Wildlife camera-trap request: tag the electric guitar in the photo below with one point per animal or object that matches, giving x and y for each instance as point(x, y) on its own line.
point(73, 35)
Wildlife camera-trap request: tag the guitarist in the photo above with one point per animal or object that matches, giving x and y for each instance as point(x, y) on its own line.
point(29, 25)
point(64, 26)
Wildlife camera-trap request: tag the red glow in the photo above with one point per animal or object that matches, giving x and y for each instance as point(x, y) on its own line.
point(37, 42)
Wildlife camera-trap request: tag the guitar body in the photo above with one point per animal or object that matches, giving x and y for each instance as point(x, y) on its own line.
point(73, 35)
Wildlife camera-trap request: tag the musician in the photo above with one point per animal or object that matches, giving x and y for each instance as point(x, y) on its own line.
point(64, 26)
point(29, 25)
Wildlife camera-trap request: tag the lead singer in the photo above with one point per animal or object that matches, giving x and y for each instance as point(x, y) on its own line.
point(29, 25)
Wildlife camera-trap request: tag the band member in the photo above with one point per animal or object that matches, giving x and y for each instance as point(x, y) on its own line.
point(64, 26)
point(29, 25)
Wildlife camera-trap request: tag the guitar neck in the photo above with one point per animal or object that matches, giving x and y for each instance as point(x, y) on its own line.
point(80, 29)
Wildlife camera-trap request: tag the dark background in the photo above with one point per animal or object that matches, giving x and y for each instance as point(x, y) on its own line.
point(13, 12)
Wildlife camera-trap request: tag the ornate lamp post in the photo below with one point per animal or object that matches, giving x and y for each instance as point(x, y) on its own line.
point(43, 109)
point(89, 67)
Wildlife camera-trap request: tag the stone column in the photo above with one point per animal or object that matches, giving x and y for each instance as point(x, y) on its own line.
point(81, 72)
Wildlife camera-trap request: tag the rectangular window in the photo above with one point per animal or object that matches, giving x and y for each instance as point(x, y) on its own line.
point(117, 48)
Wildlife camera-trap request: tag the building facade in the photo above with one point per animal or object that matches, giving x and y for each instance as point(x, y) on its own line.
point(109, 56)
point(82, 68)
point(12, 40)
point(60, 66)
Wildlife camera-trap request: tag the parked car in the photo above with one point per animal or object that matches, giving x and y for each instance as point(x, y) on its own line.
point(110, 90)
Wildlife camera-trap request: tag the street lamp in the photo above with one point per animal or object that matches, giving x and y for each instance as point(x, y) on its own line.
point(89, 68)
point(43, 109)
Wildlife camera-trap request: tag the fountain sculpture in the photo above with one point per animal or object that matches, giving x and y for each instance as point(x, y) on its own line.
........
• **WHAT IS REQUIRED**: Present every row above as a numbered list, leaving out any blank lines.

• **RESPONSE TO THIS TASK**:
1. Wildlife camera-trap request: tag the electric guitar in the photo below with one point per animal or object that matches, giving x and y for each instance as point(x, y) on its own line.
2. point(73, 35)
3. Wildlife camera-trap request: tag the guitarist in the photo above with one point per animal or object that matches, giving x and y for each instance as point(x, y) on its own line.
4. point(29, 25)
5. point(64, 26)
6. Wildlife camera-trap request: tag the red glow in the photo above with one point per animal or object that matches, giving x and y for each instance as point(x, y) on its own line.
7. point(37, 42)
8. Wildlife camera-trap request: tag the guitar body in the photo above with one point per animal or object that matches, giving x and y for each instance as point(x, y) on its own line.
9. point(73, 35)
10. Wildlife camera-trap request: tag the musician in the photo above with one point per animal or object that matches, giving x and y for each instance as point(x, y) on its own line.
11. point(64, 26)
12. point(29, 25)
13. Wildlife camera-trap request: tag the lead singer in the photo above with one point per animal or object that matches, giving x and y for each instance as point(x, y) on its own line.
14. point(29, 25)
15. Wildlife camera-trap request: tag the band member in the photo above with one point per animal or object that matches, giving x and y for each instance as point(x, y) on its own line.
16. point(64, 26)
17. point(29, 25)
18. Wildlife camera-trap request: tag the guitar neck in the photo above with one point per animal or object that matches, giving x and y for each instance as point(x, y) on its own line.
19. point(80, 29)
20. Wildlife camera-trap request: tag the dark background in the photo above with one point per animal or object that matches, giving x and y for each instance as point(x, y) on its own line.
21. point(13, 12)
22. Wildlife camera-trap request: tag the ornate lamp post in the photo below with one point per animal or object that matches, giving x and y for each instance as point(x, y) on its own line.
23. point(43, 109)
24. point(89, 67)
25. Wildlife camera-trap request: tag the stone column in the photo above with one point per animal or object that matches, giving x and y for each instance as point(x, y) on its own line.
26. point(81, 72)
27. Wildlife camera-trap request: tag the rectangular window in the photo above with one point per animal or object that matches, giving x and y for each instance as point(x, y) on its own line.
28. point(117, 48)
29. Wildlife camera-trap request: tag the building facade in the photo above with one point per animal or object that matches, giving x and y for each instance as point(x, y) on its own line.
30. point(109, 56)
31. point(82, 68)
32. point(12, 40)
33. point(60, 66)
34. Wildlife camera-trap request: tag the parked car in the photo above with one point per animal or object that matches, giving x and y for each instance as point(x, y) on its own line.
35. point(110, 90)
36. Wildlife camera-trap request: tag the street lamp in the photo above with one point per animal or object that matches, giving x and y for each instance as point(x, y) on its own line.
37. point(89, 68)
38. point(43, 109)
39. Wildlife camera-trap request: tag the fountain sculpture in the photo above with one point per animal or object that matches, giving x and y for each instance as point(x, y) on its own line.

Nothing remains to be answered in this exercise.